Labeled-object pointing entries:
## BEGIN
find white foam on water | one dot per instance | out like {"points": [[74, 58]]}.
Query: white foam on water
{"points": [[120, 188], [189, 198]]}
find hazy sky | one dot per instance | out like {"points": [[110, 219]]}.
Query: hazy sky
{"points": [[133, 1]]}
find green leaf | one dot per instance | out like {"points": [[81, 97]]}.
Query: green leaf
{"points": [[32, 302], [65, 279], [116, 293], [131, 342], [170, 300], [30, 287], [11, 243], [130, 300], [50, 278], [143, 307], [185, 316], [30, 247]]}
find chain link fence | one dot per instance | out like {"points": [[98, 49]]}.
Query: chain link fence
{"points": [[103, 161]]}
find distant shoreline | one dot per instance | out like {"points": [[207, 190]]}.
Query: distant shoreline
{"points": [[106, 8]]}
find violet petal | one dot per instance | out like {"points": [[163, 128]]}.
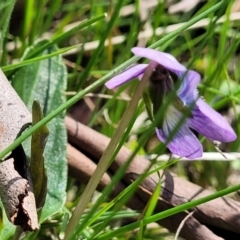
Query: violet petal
{"points": [[210, 123], [126, 76], [184, 143], [164, 59], [188, 89]]}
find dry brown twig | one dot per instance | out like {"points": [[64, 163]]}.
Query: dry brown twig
{"points": [[222, 214]]}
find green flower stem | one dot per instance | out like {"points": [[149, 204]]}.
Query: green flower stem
{"points": [[102, 80], [106, 157], [167, 213]]}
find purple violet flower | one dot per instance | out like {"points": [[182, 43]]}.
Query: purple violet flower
{"points": [[203, 119]]}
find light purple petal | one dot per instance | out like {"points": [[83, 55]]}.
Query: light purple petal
{"points": [[164, 59], [210, 123], [126, 76], [188, 89], [184, 143]]}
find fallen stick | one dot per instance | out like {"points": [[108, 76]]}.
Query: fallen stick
{"points": [[222, 213]]}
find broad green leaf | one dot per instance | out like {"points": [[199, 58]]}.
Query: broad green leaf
{"points": [[37, 169], [46, 81]]}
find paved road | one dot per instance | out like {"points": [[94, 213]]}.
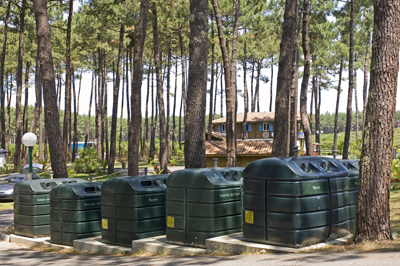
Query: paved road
{"points": [[12, 254], [6, 218]]}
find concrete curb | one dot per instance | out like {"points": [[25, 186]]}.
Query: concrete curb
{"points": [[4, 236], [36, 242], [233, 244], [159, 246], [94, 245]]}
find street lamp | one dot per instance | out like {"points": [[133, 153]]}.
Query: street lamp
{"points": [[29, 140]]}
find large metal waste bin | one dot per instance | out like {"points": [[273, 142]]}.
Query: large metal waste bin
{"points": [[75, 212], [203, 203], [354, 169], [295, 201], [132, 208], [32, 205]]}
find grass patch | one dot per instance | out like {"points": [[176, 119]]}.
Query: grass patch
{"points": [[395, 210]]}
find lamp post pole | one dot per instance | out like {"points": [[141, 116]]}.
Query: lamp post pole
{"points": [[29, 140]]}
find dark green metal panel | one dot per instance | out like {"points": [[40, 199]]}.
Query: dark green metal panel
{"points": [[203, 203], [32, 205], [295, 201], [133, 208], [354, 168], [75, 212]]}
## END
TASK BRIEF: Quote the entries in full. Any image among them is to be omitted from the copy.

THE RESPONSE:
find white foam on water | one dot per instance | out like {"points": [[74, 58]]}.
Query: white foam on water
{"points": [[120, 188], [189, 198]]}
find hazy sky | one dot per instance | out like {"points": [[110, 219]]}.
Query: hazy sky
{"points": [[133, 1]]}
find green leaf | one dot per instance | out like {"points": [[81, 97]]}.
Query: green leaf
{"points": [[32, 302], [65, 279], [116, 293], [131, 342], [170, 300], [30, 287], [11, 243], [130, 300], [50, 278], [143, 307], [185, 316], [30, 247]]}
find chain link fence | one dot per instance | out like {"points": [[98, 49]]}.
Query: chain link fence
{"points": [[103, 161]]}
find distant shoreline | one dot per instance | out like {"points": [[207, 190]]}.
Query: distant shoreline
{"points": [[106, 8]]}
find violet petal | one dot per instance | out like {"points": [[163, 128]]}.
Query: violet petal
{"points": [[210, 123], [126, 76], [184, 143], [164, 59], [188, 89]]}
find dry brown twig | one dot per instance | out like {"points": [[64, 163]]}.
Query: dry brown twig
{"points": [[222, 214]]}
find green flower stem | one dot per instance | out like {"points": [[149, 204]]}.
Query: green flower stem
{"points": [[102, 80], [106, 157], [167, 213]]}
find purple violet flower | one dot per instance | out like {"points": [[182, 43]]}.
Query: purple violet flower
{"points": [[203, 119]]}
find light purple petal | one dot per instance | out like {"points": [[83, 55]]}.
Query: light purple petal
{"points": [[164, 59], [210, 123], [126, 76], [188, 89], [184, 143]]}
find fallen stick | one dot per instance | out like {"points": [[108, 76]]}.
Query: fallen stick
{"points": [[222, 213]]}
find broad green leaf | one dot per instance | out like {"points": [[199, 58]]}.
Query: broad green leaf
{"points": [[37, 169], [46, 81]]}
find paved road | one dot per instance | out like {"points": [[94, 213]]}.
Query: paved road
{"points": [[12, 254], [6, 218]]}
find concrete curb | one dot per instance | out like {"points": [[25, 186]]}.
Query: concrete curb
{"points": [[4, 236], [36, 242], [233, 244], [159, 246], [94, 245]]}
find street lamp | one dot per instance | out like {"points": [[133, 153]]}.
Query: street lamp
{"points": [[29, 140]]}
find large metal waste bin | one dot per instance | out like {"points": [[273, 142]]}.
Query: large metal waste bin
{"points": [[75, 212], [203, 203], [354, 169], [295, 201], [132, 208], [32, 205]]}
find grass patch | one dot per instance | out like {"points": [[176, 119]]}.
Query: grass patch
{"points": [[395, 210]]}
find lamp post pole | one dot per instance | out like {"points": [[141, 116]]}.
Query: lamp post pole
{"points": [[29, 140]]}
find dark green metal panel | one dot per instance | out like {"points": [[40, 199]]}.
Query: dark green metal panel
{"points": [[203, 203], [32, 205], [295, 201], [133, 208], [354, 168], [75, 212]]}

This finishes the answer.